- Supplied records
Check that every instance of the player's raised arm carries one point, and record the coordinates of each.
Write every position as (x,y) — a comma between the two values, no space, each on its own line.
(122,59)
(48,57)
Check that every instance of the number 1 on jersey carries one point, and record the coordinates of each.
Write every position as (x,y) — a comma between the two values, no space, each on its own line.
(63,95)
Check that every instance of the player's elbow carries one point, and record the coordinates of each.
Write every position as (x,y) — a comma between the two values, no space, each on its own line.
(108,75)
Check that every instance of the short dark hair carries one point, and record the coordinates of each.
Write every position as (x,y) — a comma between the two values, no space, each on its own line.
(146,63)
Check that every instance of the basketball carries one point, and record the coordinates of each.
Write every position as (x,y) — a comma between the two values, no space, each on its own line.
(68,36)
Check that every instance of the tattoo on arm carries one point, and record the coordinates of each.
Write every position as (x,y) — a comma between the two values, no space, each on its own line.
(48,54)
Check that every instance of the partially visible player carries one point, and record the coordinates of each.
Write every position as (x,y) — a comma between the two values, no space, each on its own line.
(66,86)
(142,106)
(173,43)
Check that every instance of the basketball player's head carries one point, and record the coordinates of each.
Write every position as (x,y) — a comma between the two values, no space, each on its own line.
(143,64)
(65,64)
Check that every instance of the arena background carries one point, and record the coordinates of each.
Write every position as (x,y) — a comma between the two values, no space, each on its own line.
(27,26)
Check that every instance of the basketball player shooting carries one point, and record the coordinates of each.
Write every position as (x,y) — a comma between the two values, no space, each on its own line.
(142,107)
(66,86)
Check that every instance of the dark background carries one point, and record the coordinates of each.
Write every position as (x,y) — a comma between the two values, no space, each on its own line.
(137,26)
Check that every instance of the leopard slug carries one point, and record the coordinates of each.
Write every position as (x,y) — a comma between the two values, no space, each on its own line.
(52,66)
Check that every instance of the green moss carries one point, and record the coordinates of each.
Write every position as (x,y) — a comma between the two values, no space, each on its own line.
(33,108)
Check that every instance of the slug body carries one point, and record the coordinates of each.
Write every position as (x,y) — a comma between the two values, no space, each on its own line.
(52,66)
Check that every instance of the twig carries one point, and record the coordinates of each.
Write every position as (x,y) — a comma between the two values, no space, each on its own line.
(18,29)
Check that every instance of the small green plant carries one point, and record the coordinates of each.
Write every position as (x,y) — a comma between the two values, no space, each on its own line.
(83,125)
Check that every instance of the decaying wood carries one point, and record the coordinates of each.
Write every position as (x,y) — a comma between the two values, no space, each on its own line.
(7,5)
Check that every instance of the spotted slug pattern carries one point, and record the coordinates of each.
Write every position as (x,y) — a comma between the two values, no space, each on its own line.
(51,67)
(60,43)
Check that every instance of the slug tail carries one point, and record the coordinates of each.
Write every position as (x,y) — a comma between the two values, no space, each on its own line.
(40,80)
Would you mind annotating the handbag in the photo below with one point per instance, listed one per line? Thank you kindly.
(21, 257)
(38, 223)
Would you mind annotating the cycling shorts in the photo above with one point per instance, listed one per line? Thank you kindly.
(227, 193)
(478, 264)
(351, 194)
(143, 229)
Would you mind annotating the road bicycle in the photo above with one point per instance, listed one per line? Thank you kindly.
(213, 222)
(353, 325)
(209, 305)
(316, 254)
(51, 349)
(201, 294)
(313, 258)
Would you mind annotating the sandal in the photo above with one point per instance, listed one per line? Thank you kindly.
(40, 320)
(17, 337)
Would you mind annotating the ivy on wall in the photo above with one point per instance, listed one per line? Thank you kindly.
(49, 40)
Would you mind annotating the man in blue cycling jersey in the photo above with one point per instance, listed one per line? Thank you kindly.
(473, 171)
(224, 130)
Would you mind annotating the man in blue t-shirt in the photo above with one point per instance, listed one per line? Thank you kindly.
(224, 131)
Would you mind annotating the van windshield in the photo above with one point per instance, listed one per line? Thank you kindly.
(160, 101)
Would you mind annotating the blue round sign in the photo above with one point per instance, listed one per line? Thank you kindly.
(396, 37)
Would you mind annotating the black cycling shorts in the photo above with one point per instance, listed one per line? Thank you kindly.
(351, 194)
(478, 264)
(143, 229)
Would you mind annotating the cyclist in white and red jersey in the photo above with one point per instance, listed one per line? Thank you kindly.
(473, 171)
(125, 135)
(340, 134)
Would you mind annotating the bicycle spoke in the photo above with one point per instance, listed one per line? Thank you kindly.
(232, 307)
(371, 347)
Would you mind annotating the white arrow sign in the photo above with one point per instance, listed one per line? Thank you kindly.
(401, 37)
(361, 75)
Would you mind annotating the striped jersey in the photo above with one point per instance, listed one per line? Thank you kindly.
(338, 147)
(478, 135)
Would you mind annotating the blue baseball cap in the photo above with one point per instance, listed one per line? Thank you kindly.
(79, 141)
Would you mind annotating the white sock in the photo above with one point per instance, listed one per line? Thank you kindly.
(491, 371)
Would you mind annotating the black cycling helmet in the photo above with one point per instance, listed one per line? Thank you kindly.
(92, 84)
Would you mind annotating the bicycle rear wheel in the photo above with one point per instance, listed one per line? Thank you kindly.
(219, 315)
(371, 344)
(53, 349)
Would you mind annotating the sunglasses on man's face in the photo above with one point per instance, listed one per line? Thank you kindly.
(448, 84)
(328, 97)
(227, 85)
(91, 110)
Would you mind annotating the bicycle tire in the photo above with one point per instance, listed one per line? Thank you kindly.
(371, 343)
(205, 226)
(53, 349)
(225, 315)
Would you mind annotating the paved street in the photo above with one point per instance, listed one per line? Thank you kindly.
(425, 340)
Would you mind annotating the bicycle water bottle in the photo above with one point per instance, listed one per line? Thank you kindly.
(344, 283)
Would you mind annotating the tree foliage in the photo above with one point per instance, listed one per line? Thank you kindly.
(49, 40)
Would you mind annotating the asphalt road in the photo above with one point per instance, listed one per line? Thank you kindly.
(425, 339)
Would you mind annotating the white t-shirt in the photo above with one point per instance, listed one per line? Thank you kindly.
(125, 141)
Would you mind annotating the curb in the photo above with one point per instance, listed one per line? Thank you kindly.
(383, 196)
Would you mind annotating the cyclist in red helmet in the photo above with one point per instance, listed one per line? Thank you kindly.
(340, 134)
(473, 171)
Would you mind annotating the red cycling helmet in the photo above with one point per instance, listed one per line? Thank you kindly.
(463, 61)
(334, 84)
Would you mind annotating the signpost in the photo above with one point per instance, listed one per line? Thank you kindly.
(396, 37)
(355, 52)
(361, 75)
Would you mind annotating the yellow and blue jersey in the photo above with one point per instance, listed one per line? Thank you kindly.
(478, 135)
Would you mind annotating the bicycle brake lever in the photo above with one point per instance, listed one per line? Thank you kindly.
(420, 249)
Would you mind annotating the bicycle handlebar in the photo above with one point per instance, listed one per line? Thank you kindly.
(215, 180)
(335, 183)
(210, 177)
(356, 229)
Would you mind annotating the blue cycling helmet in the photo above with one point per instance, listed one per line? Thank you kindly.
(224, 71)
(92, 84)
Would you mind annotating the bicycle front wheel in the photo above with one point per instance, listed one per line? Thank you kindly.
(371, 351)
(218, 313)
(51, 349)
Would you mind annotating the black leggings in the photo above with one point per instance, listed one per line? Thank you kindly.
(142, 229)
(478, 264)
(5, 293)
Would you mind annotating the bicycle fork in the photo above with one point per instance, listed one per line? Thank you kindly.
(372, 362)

- What to do
Set down the material above again, word for word.

- The answer
Check that every instance of the player's raised arm carries one point, and record the coordinates of each.
Write every position as (x,y) — a comma between the two values, no space, each on its own line.
(122,59)
(48,57)
Check that every instance of the number 1 on jersey carries one point, and record the coordinates of each.
Write every position as (x,y) — a comma between the two values, no space, each on its own line.
(63,95)
Check that every instance of the player's elbow carries one point, and record the coordinates of each.
Write every position as (x,y) — a comma between the two values, no space, each on its own line.
(108,75)
Check that every instance of the short dark hair carries one point, and record the coordinates of each.
Write every position as (x,y) — a comma between the two values, no space, each on its own line.
(146,63)
Check that every instance of the basketball carries one point, and record the coordinates of each.
Write every position as (x,y) — a comma between the two values, no space, each on its own line.
(68,36)
Check that every instance of the tattoo on arm carries one point, and record the coordinates of each.
Write every position as (x,y) — a comma between the two values, no space, each on its own line.
(48,54)
Check that every instance of the partially visible player carries one point, and record the coordinates of each.
Write every position as (x,y) — a comma between the two values, no space, each on its own line.
(66,86)
(142,106)
(173,43)
Check that every instance of the basketball player's head carries one point, and record the coordinates of each.
Write every position as (x,y) — a comma between the two values, no space, each on its own line.
(143,64)
(65,64)
Check that every instance of the arena background carries one point, and record the coordinates of each.
Write every position as (x,y) — a comma between the two values, no space, each on its own line.
(27,26)
Check that every instance of the basketball player shooting carries one point, and record the coordinates of each.
Write every position as (x,y) — a comma between the two values, no space, each on its own line.
(142,107)
(66,86)
Check that every instance of the dark background carries one point, and record the coordinates of each.
Write every position as (x,y) — a comma between the two values, no space, each on its own line.
(137,26)
Check that every instance of the leopard slug carries one point, and record the coordinates of each.
Write every position as (x,y) — a comma between the two values, no space, each on its own line.
(52,66)
Check that every instance of the green moss carries one point, and record the coordinates of each.
Write every position as (x,y) — a comma between the two values, no space, each on its own line.
(33,108)
Check that every instance of the slug body carries one point, and record the coordinates of each.
Write every position as (x,y) — a comma between the two values, no space, each on its own line.
(52,66)
Check that every instance of the twig carries one point, and record the coordinates of each.
Write every position as (x,y) — a comma between the two values, no space, each on its own line.
(18,29)
Check that every instance of the small green plant carries one point, and record the coordinates of each.
Write every position as (x,y) — a comma between the two values, no space, each on its own line.
(83,125)
Check that every instance of the decaying wood carries one point, and record the coordinates of each.
Write every position as (x,y) — a comma between the two values, no space, each on its own line.
(7,5)
Check that every instance of the spotted slug pattern carries one point, and record the coordinates of each.
Write every position as (x,y) — a comma between the two values, no space, each on its own line.
(51,67)
(60,43)
Check that every instance of the slug tail carries one point, and record the coordinates of each.
Write every position as (x,y) — a comma between the two values, no space, each on its own line.
(40,80)
Would you mind annotating the handbag in the photo below with one point per instance, listed one per line? Thank you kindly.
(21, 257)
(38, 223)
Would you mind annotating the cycling shorts in the photo above with one point per instance, listed one per line? Thank you kindly.
(227, 193)
(478, 264)
(351, 194)
(143, 229)
Would you mind annotating the road bicycle in the photo above with one point per instance, listed one per line? Thank you kindly.
(213, 222)
(353, 325)
(209, 305)
(316, 254)
(51, 349)
(201, 294)
(313, 258)
Would you mind annotating the sandal in the photo above with one point per instance, listed one per line? Thank you kindly.
(40, 320)
(17, 337)
Would you mind annotating the ivy on wall in the photo above with one point per instance, listed one per line? Thank you kindly.
(49, 40)
Would you mind annotating the man in blue cycling jersey in the photo above with one point per instance, listed one per line? Thank you kindly.
(473, 171)
(224, 130)
Would you mind annotating the man in blue t-shirt in the photo above with one point per instance, listed one per line? Thank you kindly.
(224, 131)
Would you mind annotating the van windshield in the photo above with one point per instance, listed one per line? Thank you kindly.
(160, 101)
Would you mind annotating the blue round sign in the photo above with one point per instance, listed one per line? Thank you kindly.
(396, 37)
Would you mind annotating the black cycling shorts in the photo above with one point per instance, listed one per line? Thank you kindly.
(351, 194)
(478, 264)
(143, 229)
Would you mind annotating the cyclist in white and red jersey in the photo above with one point per instance, listed one per line? Thank you kindly.
(473, 171)
(125, 135)
(340, 134)
Would you mind annotating the bicycle spoke in the photo above with one point per instance, listed one per line? Thank you kindly.
(232, 307)
(371, 347)
Would you mind annotating the white arrow sign in the photo above with one point per instance, listed one per line? Thank you kindly.
(401, 37)
(361, 75)
Would you mind annotating the striped jersey in the photo above with one point per instance, listed one per line? Thank you kindly.
(338, 147)
(478, 135)
Would you mind annotating the blue baseball cap in the photo above with one point per instance, listed one per line? Thank you kindly.
(79, 141)
Would you mind annotating the white sock in the photo above with one point per instance, listed one per line? Thank you kindly.
(491, 371)
Would you mind annotating the black cycling helmet in the photo above with one point per instance, listed one per line? Thank you kindly.
(92, 84)
Would you mind annotating the bicycle rear wheel in the photo above with one point per instance, listed one per line? Thank you kindly.
(219, 315)
(371, 344)
(53, 349)
Would you mind annotating the sunglasses on man's face in the photo above with one point per instance, listed one per line? Thank you kindly.
(448, 84)
(328, 97)
(227, 85)
(91, 110)
Would you mind annotating the bicycle tire in the photo above with one point per instance, listed one per line? Thank you kindly.
(371, 343)
(205, 226)
(53, 349)
(225, 315)
Would you mind annotating the paved street in the photo above with one point per instance, listed one per line? Thank you kindly.
(425, 340)
Would you mind annotating the bicycle water bottle in the photo above with one point per instance, listed one per line? Thank you kindly.
(344, 283)
Would you mind annotating the tree foliage in the photo above with one point per instance, listed one per line? Thank you kindly.
(49, 40)
Would you mind annotating the asphalt road in the photo above with one point per instance, listed one per line? Thank you kindly.
(425, 339)
Would you mind annotating the white t-shirt in the photo above with one point per instance, listed one per line? Thank you kindly.
(125, 141)
Would you mind annotating the curb in the photo above with one point per instance, listed one per line? Thank you kindly.
(383, 196)
Would you mind annotating the cyclist in red helmet in the photo above with one point per instance, listed one per line? Thank you kindly.
(340, 134)
(473, 171)
Would you mind annotating the red cycling helmet in the photo above with one point per instance, listed one per line? Thank you kindly.
(463, 61)
(334, 84)
Would you mind annotating the signpost in the photo above with one point per instance, listed one per line? Thank you kindly.
(396, 37)
(355, 52)
(361, 75)
Would you mind annotating the yellow and blue jersey in the photo above with one point per instance, listed one per line? Thank you kindly.
(478, 135)
Would you mind annotating the bicycle brake lever in the photo above with one point per instance, listed one per line? Thank you kindly.
(420, 249)
Would you mind annotating the bicycle handlebar in the photo above with one point per instance, listed one per line? Thank you kindly.
(215, 180)
(335, 183)
(210, 177)
(356, 229)
Would you mind annotating the blue cycling helmet in the photo above with one point per instance, listed one per line? Thank you kindly.
(224, 71)
(92, 84)
Would you mind annotating the bicycle front wheel in the photo above with one point per instance, listed one per line? Thank you kindly.
(371, 351)
(218, 313)
(51, 349)
Would you mind annotating the black leggings in the photo above with one point per instance, listed one per line? Thank you kindly.
(142, 229)
(478, 264)
(5, 293)
Would you mind annotating the bicycle fork in the photo above with one point per instance, listed one per line? Thank you kindly.
(372, 362)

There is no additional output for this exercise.